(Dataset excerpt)
▶
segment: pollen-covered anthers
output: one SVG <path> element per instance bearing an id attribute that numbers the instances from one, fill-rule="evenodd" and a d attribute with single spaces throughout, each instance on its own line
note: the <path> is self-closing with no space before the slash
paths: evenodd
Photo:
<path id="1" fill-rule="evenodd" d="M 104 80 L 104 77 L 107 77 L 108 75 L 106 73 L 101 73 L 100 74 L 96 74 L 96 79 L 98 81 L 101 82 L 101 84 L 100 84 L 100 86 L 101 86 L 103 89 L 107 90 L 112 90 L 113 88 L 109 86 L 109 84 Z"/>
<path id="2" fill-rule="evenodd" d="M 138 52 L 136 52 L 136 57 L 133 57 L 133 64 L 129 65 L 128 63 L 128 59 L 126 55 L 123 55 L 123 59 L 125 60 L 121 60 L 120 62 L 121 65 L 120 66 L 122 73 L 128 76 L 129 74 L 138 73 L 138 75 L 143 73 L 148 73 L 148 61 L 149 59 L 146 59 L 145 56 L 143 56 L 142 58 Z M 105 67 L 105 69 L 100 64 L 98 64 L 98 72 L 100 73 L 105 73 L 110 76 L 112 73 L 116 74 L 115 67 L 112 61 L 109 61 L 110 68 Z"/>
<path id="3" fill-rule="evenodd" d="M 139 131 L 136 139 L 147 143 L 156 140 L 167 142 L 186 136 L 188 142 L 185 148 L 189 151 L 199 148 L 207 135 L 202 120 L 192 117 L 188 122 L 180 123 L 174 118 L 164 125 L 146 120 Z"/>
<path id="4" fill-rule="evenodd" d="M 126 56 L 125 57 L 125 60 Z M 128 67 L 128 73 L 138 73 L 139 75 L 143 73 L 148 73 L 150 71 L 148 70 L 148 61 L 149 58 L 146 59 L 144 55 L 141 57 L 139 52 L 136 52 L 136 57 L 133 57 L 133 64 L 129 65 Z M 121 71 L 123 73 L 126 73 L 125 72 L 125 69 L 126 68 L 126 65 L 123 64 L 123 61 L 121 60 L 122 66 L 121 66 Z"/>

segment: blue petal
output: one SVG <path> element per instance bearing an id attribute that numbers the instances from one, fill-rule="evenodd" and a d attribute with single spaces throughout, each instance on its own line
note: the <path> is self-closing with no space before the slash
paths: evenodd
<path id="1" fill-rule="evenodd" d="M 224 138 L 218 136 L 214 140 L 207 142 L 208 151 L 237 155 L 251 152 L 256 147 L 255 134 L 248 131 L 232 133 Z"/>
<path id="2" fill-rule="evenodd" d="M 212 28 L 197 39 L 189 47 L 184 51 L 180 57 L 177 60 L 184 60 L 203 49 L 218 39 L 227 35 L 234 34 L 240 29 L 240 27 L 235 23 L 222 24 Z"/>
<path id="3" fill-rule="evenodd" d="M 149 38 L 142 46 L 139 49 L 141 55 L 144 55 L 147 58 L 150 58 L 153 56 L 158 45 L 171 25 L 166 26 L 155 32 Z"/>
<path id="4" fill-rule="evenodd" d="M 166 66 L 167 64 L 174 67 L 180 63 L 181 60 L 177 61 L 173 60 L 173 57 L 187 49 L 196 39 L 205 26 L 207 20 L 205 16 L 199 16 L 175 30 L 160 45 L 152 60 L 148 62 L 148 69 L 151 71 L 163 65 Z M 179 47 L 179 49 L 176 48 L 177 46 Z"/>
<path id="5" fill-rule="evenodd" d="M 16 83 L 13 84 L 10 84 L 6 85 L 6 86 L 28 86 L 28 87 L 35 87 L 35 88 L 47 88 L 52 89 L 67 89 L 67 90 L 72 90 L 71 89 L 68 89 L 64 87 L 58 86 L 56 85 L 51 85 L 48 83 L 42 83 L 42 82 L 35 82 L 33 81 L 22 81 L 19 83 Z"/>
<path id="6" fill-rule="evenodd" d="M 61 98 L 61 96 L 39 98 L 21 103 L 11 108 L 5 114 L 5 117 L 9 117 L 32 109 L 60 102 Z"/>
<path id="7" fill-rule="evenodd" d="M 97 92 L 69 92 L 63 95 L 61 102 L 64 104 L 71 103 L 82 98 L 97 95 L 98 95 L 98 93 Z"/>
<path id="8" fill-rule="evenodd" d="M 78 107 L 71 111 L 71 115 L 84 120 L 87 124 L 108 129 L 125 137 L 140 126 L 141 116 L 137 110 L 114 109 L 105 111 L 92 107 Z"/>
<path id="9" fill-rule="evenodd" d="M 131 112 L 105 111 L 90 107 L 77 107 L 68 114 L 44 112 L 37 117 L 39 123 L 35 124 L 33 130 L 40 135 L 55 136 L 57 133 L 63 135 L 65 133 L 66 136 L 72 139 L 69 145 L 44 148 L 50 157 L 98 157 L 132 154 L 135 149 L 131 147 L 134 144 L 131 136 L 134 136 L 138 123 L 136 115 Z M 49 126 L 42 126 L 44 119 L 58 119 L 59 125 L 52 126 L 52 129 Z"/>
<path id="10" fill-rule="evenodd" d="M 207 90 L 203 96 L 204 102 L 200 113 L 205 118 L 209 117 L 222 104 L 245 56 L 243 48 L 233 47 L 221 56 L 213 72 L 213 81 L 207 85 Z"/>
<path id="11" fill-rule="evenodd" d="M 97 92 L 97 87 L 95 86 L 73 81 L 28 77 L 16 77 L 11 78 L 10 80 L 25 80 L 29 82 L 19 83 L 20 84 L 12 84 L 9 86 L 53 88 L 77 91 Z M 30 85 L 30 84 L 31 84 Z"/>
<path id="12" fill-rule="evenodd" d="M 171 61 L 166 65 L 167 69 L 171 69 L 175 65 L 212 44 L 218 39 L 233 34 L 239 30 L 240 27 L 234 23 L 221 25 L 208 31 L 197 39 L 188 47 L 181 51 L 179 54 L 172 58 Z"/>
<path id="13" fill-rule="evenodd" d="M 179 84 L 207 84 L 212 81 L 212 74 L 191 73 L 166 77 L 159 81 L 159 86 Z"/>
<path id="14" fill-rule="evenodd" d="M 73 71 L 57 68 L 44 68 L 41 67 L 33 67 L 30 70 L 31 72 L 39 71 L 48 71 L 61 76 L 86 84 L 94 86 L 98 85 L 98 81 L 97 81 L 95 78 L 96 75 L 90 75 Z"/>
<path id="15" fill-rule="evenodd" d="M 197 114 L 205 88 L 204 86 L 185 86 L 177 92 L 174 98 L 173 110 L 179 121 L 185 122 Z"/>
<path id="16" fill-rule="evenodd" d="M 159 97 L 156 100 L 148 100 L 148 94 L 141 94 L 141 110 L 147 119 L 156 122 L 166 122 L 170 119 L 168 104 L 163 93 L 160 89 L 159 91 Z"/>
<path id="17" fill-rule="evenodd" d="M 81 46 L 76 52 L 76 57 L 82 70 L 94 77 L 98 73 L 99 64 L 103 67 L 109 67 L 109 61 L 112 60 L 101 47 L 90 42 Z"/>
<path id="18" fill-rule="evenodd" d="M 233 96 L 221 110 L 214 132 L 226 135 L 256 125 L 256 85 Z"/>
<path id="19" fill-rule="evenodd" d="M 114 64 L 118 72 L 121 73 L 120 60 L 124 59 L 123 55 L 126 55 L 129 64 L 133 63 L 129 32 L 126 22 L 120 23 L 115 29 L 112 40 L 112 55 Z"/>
◀
- _What the exercise asks_: Retype the lines of the records, without any changes, from the line containing "segment: blue petal" to the line containing "149 38 L 142", including both of those lines.

- _Answer to the exercise_:
segment: blue petal
output: one SVG <path> element per instance bearing an id attribute that numbers the instances from one, fill-rule="evenodd" and a d attribute with single spaces throughout, each instance on its own line
note: the <path> is self-closing with no space before the slash
paths: evenodd
<path id="1" fill-rule="evenodd" d="M 224 138 L 218 136 L 214 140 L 207 142 L 208 151 L 237 155 L 251 152 L 256 147 L 255 134 L 248 131 L 232 133 Z"/>
<path id="2" fill-rule="evenodd" d="M 212 28 L 197 39 L 189 47 L 184 51 L 180 57 L 177 60 L 184 60 L 203 49 L 218 39 L 227 35 L 234 34 L 240 29 L 240 27 L 235 23 L 222 24 Z"/>
<path id="3" fill-rule="evenodd" d="M 149 38 L 142 46 L 139 49 L 141 55 L 144 55 L 147 58 L 150 58 L 153 56 L 158 45 L 171 25 L 166 26 L 155 32 Z"/>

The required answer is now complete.